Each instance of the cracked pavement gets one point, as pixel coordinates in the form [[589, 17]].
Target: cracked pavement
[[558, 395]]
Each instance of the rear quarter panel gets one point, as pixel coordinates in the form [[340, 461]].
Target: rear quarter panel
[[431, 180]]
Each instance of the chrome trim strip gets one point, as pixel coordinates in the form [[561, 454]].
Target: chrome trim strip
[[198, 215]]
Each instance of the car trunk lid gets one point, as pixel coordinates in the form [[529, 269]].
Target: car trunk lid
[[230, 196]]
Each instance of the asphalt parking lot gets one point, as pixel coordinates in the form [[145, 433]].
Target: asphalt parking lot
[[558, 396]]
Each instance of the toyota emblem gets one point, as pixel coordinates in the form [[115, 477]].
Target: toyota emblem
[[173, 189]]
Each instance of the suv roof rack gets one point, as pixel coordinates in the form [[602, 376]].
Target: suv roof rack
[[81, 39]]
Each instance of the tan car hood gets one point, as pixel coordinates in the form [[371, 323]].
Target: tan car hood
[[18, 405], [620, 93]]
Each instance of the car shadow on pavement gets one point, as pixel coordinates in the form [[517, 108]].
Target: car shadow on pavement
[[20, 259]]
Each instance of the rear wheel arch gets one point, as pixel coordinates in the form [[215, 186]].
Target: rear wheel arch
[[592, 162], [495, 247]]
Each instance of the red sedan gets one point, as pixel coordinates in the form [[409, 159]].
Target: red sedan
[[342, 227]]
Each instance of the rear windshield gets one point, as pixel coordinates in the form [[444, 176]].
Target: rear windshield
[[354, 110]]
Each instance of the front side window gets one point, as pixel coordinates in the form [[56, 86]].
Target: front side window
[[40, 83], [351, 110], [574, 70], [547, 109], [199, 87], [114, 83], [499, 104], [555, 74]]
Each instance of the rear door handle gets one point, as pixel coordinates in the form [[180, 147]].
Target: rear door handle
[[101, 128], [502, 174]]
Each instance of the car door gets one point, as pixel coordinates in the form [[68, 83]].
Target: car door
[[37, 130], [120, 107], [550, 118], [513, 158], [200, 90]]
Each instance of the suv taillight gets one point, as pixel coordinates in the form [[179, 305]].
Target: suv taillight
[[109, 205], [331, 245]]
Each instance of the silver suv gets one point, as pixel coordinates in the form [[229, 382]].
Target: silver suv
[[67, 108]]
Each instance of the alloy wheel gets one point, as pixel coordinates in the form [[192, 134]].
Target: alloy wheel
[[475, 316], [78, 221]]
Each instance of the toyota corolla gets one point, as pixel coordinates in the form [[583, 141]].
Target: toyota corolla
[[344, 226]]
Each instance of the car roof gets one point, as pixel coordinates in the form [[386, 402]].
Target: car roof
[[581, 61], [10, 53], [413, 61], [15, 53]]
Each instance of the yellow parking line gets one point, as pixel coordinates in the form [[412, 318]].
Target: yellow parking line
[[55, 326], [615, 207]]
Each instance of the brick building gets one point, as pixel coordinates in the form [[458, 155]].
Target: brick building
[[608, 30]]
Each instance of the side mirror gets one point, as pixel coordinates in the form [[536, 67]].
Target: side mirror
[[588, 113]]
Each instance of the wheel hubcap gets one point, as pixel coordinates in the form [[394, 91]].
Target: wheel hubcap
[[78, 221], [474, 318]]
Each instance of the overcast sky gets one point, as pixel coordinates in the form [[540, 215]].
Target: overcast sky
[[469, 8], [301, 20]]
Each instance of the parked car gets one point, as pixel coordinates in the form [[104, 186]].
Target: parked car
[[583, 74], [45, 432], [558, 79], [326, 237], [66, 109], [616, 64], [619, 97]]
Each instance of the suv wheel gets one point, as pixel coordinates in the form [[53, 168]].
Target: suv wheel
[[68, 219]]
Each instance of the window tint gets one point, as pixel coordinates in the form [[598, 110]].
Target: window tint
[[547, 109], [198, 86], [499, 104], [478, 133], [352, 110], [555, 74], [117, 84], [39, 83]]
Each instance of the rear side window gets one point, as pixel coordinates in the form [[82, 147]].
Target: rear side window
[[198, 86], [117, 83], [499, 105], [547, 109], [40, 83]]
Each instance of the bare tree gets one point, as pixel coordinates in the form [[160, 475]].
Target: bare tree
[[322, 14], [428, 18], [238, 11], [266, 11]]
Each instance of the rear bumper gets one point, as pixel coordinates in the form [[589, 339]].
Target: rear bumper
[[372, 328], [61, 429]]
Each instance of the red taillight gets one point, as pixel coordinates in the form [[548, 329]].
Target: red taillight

====

**Given problem**:
Reproduce every one of the records above word for word, keeping their original order.

**In response**:
Each instance of the cracked pavement gets one point, as pixel coordinates in the form [[589, 17]].
Target: cracked pavement
[[558, 395]]
Each instance of the rear quarter panel gets one point, as pixel coordinates in the form [[340, 461]].
Target: rear quarter panel
[[431, 180]]
Each instance of the chrome trim strip gets one point, as pixel coordinates in the form [[561, 454]].
Target: chrome trim strip
[[198, 215]]
Each instance of the car trunk lid gets one point, as pixel coordinates in the form [[529, 269]].
Target: car trunk lid
[[230, 196]]
Each instance of the asphalt parking lot gets one point, as pixel coordinates in the form [[145, 433]].
Target: asphalt parking lot
[[558, 396]]
Each instance of the toyota emblem gets one point, as pixel coordinates in the form [[115, 477]].
Target: toyota emblem
[[173, 189]]
Each instance of the suv roof rack gets one point, as pixel coordinates in the form [[602, 376]].
Target: suv roof rack
[[81, 39]]
Each instance of the tan car hood gets one point, as pixel coordinates in the form [[371, 323]].
Target: tan car hood
[[18, 405], [620, 93]]
Each instance of the car shadow on pavement gets one point, as pixel coordinates in the form [[517, 108]].
Target: car shadow on pavement
[[20, 259]]
Each instance of the rear wheel arch gets one point, as pixel coordinates in the form [[215, 186]].
Target: rear wheel arch
[[592, 162], [495, 247]]
Each instance of the red sedan gets one point, as pixel coordinates in the form [[409, 159]].
Target: red sedan
[[342, 227]]
Each instance of the rear windshield gets one point, as pixel coordinates in the form [[444, 176]].
Target: rear windshield
[[354, 110]]
Each instance of the front side window gets one point, as pixel coordinates in the form [[56, 86]].
Target: front side window
[[40, 83], [351, 110], [574, 70], [547, 109], [199, 87], [114, 83], [499, 104], [555, 74]]
Each instance of the rear door handle gets one point, as pixel coordinates in the form [[180, 147]].
Target: rear door handle
[[101, 128], [502, 174]]
Each instance of the car door gets one point, as pixel coordinates in the form [[68, 83]].
Target: car door
[[37, 130], [120, 107], [550, 118], [513, 158], [200, 90]]
Each instance of the suv taillight gets one point, as pixel coordinates in the form [[179, 305]].
Target: suv taillight
[[109, 205], [331, 245]]
Each instance of the silver suv gets one point, as pixel coordinates in the form [[229, 382]].
Target: silver suv
[[67, 108]]
Each instance of the alloy wheel gets one point, as pixel coordinates in the form [[192, 134]].
Target: alloy wheel
[[475, 316], [78, 221]]
Each instance of the toyota corolla gets one point, as pixel coordinates in the form [[583, 141]].
Target: toyota corolla
[[344, 226]]
Each instance of the car roof gets one point, as pixel coordinates in the form [[386, 402]].
Target: car roof
[[581, 61], [10, 53], [413, 61], [15, 53]]
Each instance of the yellow parking line gets one point, as pixel coordinates in the form [[412, 318]].
Target: yellow parking line
[[55, 326], [615, 207]]
Each instance of the brick building gets one point, as pixel coordinates in the form [[458, 155]].
Target: brick building
[[608, 30]]
Each instance of the side mirror gets one point, as pixel coordinates in the form [[536, 67]].
Target: side mirror
[[588, 113]]
Each instance of the wheel hubcap gets one point, as pixel coordinates in the form [[394, 91]].
Target: wheel hubcap
[[78, 221], [474, 318]]
Each instance of the overcast sky gets one point, as pixel coordinates in the form [[540, 215]].
Target: overcast sky
[[469, 8], [301, 20]]
Each instance of the parked car gets one point, as pixel coordinates in the form [[104, 186]].
Target: parked car
[[583, 74], [45, 432], [558, 79], [326, 237], [66, 109], [616, 64], [619, 97]]
Each instance of the suv wheel gets one point, as pixel coordinates in the form [[53, 168]].
Target: suv wheel
[[68, 219]]
Each instance of the window tint gets one point, as pixel coordinates in the form [[598, 110]].
Target: window tint
[[547, 109], [198, 86], [499, 104], [478, 133], [352, 110], [555, 74], [117, 84], [39, 83]]
Each instance of the rear side window gets one point, as pixel coordinates in the form [[82, 147]].
Target: rear side window
[[198, 86], [117, 83], [499, 105], [547, 109], [40, 83]]
Each instance of the bare tree gets one point, as pixel coordinates in the form [[160, 475]].
Target: bare tree
[[322, 14], [428, 18], [238, 11], [266, 11]]
Each instance of the rear bumper gets one point, as pixel coordinates in the form [[589, 339]].
Target: rear bumper
[[372, 328], [61, 429]]
Each instance of the red taillight gets one point, as pixel coordinates in the form [[548, 329]].
Target: red taillight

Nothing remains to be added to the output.